» Selected excerpt
*****

Kids are kids, so when Anelé and Hala finished their collection ahead of the rest, they pulled some tall plants over themselves and created a shelter. As they said, “We sat in our fort and dissected a sunflower.” A critical part of our approach to learning is time and the opportunity for play and exploration, side by side with science.

Class reconvened when Everett, Elliott, and the other students were joined by Anelé and Hala, who climbed out from under the shelter. Atop a fallen log the students told each other what they found in their traps. Differences and similarities were noted. The discussion shifted to habitat variation. Most of the forest where their BEMP site is located burned the year they were born, and in the case of two students, the fires took place in their birth month. After comments by a few, Emiliano offered his view that, “Yeah, the fire killed stuff. But it made room for other things. There was a chain of events. Many of the native cottonwood trees died. Exotics, like Tree of Heaven and Russian olive, took over. Now our bugs and other arthropods have had to adapt or die. Maybe some don’t live here anymore since the fire.”

*****

[Items from a data source]
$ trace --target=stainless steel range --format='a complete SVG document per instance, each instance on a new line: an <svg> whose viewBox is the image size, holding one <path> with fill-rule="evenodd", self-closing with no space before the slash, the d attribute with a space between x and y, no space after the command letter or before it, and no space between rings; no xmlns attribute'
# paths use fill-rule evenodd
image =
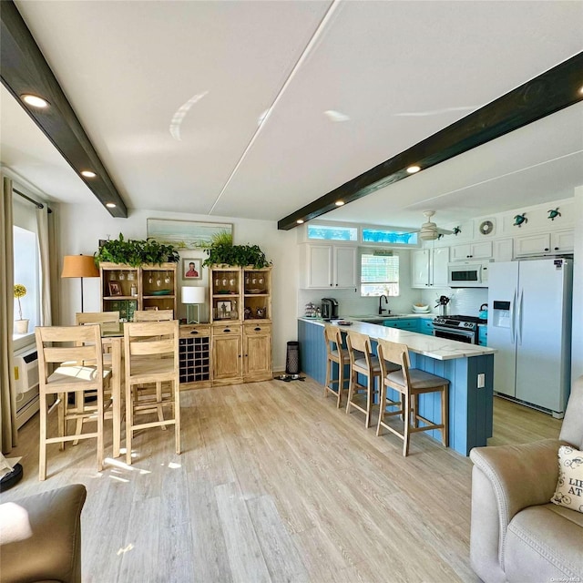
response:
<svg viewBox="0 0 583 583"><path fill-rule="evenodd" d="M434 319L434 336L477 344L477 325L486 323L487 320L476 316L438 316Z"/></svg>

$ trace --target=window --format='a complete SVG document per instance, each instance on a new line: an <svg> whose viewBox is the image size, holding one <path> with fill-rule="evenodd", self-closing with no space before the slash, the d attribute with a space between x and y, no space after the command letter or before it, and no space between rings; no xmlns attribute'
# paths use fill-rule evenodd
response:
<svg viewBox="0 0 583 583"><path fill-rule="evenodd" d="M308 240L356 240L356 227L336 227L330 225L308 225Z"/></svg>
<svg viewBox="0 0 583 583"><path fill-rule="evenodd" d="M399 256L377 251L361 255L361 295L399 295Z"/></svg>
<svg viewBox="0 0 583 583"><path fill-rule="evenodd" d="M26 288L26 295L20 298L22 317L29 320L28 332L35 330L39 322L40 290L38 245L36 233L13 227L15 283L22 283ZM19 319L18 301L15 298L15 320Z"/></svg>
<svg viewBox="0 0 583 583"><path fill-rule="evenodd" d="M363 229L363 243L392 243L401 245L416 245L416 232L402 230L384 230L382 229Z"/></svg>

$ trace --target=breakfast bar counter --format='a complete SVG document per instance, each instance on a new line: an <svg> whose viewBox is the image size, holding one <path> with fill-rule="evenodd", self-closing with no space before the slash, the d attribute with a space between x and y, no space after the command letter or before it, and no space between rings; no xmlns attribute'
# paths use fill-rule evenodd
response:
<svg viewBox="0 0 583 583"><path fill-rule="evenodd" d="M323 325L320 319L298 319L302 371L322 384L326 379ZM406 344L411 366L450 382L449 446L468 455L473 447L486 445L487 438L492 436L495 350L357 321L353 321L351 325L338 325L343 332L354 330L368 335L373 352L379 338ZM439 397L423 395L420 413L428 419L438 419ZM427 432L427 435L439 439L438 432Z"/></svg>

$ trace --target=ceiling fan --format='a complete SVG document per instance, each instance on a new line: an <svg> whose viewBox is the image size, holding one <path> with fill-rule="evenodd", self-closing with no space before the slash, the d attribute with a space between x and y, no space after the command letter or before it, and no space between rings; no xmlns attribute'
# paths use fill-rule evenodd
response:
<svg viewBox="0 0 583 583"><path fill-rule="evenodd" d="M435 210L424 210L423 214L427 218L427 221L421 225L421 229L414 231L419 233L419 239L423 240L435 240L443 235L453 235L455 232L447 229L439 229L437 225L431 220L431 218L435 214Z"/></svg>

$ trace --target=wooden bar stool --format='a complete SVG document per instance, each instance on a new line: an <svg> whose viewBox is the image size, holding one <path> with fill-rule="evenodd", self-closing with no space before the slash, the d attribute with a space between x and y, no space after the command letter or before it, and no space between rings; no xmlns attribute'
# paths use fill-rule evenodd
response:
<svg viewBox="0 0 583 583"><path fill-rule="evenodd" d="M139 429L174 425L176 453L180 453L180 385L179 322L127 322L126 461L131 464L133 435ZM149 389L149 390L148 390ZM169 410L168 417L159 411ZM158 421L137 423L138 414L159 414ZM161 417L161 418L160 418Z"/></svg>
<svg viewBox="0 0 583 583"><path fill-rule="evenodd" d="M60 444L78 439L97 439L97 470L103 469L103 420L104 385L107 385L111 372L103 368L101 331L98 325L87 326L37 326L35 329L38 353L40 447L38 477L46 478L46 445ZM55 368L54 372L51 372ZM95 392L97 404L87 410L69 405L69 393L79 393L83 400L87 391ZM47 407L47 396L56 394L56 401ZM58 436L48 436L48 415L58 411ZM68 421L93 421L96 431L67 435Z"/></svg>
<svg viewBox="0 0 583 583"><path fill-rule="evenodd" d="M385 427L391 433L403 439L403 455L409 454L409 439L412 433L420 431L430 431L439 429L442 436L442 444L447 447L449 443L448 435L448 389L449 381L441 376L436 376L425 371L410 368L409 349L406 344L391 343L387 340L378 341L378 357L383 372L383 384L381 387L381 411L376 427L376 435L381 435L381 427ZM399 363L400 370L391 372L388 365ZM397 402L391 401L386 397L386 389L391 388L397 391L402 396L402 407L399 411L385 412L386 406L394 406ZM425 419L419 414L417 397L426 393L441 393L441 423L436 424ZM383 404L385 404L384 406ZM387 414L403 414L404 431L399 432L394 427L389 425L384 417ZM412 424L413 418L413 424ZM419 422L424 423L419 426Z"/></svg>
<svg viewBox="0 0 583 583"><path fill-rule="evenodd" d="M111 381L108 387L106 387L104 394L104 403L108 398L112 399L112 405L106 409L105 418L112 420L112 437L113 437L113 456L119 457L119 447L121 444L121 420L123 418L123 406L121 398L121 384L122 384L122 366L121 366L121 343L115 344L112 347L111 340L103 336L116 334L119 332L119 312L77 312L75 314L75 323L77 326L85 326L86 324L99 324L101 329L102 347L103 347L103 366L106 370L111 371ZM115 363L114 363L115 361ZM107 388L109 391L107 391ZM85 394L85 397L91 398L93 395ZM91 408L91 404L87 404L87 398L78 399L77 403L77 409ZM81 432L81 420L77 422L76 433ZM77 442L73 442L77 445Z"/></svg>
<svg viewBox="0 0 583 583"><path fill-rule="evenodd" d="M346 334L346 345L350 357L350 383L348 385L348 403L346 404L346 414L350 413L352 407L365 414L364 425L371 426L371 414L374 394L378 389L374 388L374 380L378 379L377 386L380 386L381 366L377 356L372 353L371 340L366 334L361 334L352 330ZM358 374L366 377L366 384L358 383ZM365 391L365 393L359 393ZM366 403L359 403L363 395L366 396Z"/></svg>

*****

» Tasks to complete
• 1. Reproduce the passage about the BEMP field class word for word, in full.
• 2. Write down, character for character, the part of the listing that opens with the line containing "trace --target=wooden bar" and closes with the line containing "429L174 425L176 453L180", including both of those lines.

» Answers to the problems
• 1.
Kids are kids, so when Anelé and Hala finished their collection ahead of the rest, they pulled some tall plants over themselves and created a shelter. As they said, “We sat in our fort and dissected a sunflower.” A critical part of our approach to learning is time and the opportunity for play and exploration, side by side with science.

Class reconvened when Everett, Elliott, and the other students were joined by Anelé and Hala, who climbed out from under the shelter. Atop a fallen log the students told each other what they found in their traps. Differences and similarities were noted. The discussion shifted to habitat variation. Most of the forest where their BEMP site is located burned the year they were born, and in the case of two students, the fires took place in their birth month. After comments by a few, Emiliano offered his view that, “Yeah, the fire killed stuff. But it made room for other things. There was a chain of events. Many of the native cottonwood trees died. Exotics, like Tree of Heaven and Russian olive, took over. Now our bugs and other arthropods have had to adapt or die. Maybe some don’t live here anymore since the fire.”

• 2.
$ trace --target=wooden bar stool --format='a complete SVG document per instance, each instance on a new line: an <svg> whose viewBox is the image size, holding one <path> with fill-rule="evenodd", self-closing with no space before the slash, the d attribute with a space between x and y, no space after the command letter or before it, and no space between rings; no xmlns attribute'
# paths use fill-rule evenodd
response:
<svg viewBox="0 0 583 583"><path fill-rule="evenodd" d="M139 429L174 425L176 453L180 453L180 385L179 322L127 322L126 461L131 464L133 435ZM149 389L149 390L148 390ZM169 410L168 417L159 411ZM158 421L137 423L138 414L159 414ZM161 417L161 418L160 418Z"/></svg>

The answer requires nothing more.